→ **TASKS AND EXERCISES**
a) Answer these from the genome assembly text:
(i) Which university is Steven Salzberg with?
(ii) What is GAGE short for?
(iii) Who is allowed to take part in GAGE?
b) Please write out the genome assembly text between "As sequencing technologies" and "Maryland's Steven Salzberg.", inclusive.

→ **SELECTED TEXT**
──────────────────────────────

As sequencing technologies change, a whole host of software — genome assembly software, to name one category — has to change with them. To assemble a genome correctly, researchers have to have the right software, and the choice of which program to use often depends on the genome itself, as well as which technology was used to sequence it. "Sometimes the assembler that's the best for one genome isn't the best for another genome," says the University of Maryland's Steven Salzberg.
Salzberg's team is constantly evaluating genome assembly software and assembling different genomes. "We do it for various collaborators around the country and around the world, and we have contributed to the development of some assemblers," he says. "We try to use whichever one is best, so we don't really stick with just one favorite. We like to be agnostic about it and we like to be as expert as we can in how to run all of them."
Salzberg and his team have organized what he calls a genome assembly "bake-off" — the Genome Assembly Gold-Standard Evaluations, or GAGE — to compare the efficiency, accuracy, and viability of various genome assembly software packages for a variety of genomes. Unlike some other genome assembly evaluations, however, GAGE is run by experts in the field who routinely assemble genomes. "First of all, it takes a lot of work to assemble a genome — you have to have enough computing resources, but it's more than that. You have to have some awareness of various assemblers' strengths and weaknesses. It's certainly not a trivial task," Salzberg says. As such, GAGE is not open to participants other than Salzberg and his team, although the data will be made public for anyone who wishes to replicate them.

──────────────────────────────

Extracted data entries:
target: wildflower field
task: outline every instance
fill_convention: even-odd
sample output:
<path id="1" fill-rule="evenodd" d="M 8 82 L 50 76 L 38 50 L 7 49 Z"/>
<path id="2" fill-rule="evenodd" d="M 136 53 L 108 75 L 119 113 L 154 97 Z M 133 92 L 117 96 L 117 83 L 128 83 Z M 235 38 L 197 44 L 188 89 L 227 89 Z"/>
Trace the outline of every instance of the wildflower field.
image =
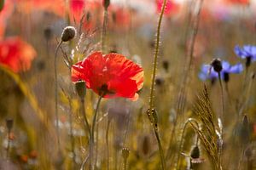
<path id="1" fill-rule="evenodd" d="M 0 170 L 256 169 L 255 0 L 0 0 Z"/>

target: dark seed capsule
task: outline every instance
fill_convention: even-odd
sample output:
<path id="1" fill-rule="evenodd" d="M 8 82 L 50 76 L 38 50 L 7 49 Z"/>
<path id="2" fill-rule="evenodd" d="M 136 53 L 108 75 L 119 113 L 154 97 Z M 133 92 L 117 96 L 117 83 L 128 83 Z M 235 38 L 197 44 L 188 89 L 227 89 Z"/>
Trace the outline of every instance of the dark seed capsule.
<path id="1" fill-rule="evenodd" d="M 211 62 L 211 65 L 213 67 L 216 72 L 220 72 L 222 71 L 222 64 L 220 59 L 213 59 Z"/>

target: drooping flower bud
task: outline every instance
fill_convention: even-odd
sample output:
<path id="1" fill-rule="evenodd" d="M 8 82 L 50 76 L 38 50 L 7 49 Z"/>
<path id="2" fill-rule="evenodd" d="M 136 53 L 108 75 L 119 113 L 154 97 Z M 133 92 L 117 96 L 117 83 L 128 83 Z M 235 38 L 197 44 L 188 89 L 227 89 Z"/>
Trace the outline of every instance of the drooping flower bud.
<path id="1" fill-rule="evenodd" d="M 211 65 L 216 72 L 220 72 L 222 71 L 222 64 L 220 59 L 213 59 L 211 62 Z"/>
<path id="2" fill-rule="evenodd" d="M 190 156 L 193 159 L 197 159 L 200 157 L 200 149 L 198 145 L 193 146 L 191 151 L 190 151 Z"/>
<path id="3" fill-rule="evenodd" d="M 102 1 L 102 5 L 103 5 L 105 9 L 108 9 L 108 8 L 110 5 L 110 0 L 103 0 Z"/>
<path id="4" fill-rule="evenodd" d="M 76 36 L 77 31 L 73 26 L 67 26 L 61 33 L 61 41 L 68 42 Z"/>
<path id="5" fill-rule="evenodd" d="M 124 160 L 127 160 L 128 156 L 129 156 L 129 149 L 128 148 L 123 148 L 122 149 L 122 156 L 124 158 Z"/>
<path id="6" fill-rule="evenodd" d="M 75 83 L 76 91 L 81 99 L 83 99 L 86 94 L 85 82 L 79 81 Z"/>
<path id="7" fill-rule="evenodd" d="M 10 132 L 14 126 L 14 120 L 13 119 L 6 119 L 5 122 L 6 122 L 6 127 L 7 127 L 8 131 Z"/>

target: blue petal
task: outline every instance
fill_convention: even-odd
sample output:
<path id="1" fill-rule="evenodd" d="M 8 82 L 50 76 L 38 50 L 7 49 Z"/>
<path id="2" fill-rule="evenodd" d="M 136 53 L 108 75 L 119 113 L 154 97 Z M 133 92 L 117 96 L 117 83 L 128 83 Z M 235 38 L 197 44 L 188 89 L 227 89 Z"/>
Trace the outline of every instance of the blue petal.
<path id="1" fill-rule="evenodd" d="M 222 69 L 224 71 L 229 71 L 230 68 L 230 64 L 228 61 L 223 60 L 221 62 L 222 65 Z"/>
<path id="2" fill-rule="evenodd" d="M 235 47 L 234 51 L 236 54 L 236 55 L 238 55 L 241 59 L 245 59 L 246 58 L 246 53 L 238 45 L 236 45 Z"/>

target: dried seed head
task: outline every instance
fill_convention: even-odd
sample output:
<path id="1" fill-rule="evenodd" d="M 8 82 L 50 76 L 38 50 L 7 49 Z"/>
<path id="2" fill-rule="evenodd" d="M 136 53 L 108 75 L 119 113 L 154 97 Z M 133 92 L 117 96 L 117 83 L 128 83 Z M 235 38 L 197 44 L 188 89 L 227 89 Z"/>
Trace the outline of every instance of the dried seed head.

──────────────────────────────

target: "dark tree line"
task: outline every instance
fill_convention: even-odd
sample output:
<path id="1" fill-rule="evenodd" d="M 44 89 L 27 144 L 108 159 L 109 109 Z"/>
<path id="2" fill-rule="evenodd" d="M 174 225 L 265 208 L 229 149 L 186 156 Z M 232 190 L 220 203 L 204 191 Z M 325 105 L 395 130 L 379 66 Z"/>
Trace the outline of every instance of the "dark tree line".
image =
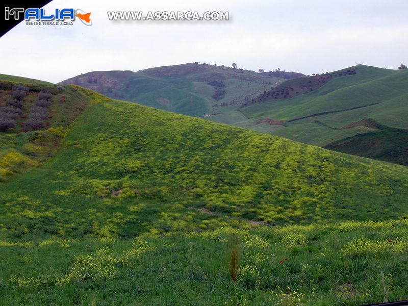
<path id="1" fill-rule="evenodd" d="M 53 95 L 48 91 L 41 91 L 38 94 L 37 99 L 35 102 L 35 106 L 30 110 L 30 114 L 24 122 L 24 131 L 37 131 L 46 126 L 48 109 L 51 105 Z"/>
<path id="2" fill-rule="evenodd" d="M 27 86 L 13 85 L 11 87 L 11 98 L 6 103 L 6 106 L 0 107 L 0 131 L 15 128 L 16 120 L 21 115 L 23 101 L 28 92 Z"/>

──────────────────────────────

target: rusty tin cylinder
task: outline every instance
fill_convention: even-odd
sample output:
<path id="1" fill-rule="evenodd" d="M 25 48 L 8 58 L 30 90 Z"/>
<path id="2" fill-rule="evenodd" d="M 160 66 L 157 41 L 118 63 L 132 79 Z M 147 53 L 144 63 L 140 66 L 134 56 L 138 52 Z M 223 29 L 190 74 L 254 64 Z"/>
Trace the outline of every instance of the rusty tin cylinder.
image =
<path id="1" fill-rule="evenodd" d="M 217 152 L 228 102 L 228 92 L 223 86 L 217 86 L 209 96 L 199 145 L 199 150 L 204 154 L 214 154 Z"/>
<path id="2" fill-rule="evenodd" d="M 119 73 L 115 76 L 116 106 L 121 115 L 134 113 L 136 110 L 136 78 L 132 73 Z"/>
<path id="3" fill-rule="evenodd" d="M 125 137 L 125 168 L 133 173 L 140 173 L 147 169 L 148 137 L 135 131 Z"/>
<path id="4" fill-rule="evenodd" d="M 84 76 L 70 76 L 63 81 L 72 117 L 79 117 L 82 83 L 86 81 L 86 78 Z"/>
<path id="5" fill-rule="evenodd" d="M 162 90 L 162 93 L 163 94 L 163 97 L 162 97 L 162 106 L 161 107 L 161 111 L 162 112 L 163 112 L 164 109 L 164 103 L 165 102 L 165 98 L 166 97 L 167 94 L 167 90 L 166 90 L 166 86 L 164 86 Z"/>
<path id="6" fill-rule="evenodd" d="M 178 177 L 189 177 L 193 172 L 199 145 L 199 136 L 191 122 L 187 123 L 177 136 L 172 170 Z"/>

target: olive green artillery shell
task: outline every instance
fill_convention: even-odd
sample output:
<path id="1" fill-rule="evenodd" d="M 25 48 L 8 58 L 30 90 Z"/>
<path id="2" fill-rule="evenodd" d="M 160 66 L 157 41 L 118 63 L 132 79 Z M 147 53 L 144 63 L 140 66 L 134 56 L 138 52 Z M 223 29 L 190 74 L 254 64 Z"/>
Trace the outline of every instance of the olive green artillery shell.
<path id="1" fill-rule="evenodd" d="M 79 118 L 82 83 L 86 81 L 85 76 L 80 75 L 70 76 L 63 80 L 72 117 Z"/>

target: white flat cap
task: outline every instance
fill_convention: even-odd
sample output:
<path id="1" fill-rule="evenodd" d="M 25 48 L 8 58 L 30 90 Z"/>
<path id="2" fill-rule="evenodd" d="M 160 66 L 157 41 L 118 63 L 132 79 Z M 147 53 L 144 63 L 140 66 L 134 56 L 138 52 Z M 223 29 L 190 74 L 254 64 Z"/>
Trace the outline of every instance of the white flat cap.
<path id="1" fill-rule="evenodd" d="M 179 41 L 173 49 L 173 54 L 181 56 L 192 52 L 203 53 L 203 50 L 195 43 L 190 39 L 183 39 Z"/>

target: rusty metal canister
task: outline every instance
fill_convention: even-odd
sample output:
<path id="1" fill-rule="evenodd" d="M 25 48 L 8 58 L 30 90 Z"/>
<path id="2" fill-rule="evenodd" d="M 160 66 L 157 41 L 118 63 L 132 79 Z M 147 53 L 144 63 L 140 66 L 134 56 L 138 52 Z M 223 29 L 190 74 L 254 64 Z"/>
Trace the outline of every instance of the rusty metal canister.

──────────────────────────────

→ **TASK RESULTS**
a)
(i) The University of Maryland.
(ii) Genome Assembly Gold-Standard Evaluations.
(iii) Only Salzberg and his team.

b)
As sequencing technologies change, a whole host of software — genome assembly software, to name one category — has to change with them. To assemble a genome correctly, researchers have to have the right software, and the choice of which program to use often depends on the genome itself, as well as which technology was used to sequence it. "Sometimes the assembler that's the best for one genome isn't the best for another genome," says the University of Maryland's Steven Salzberg.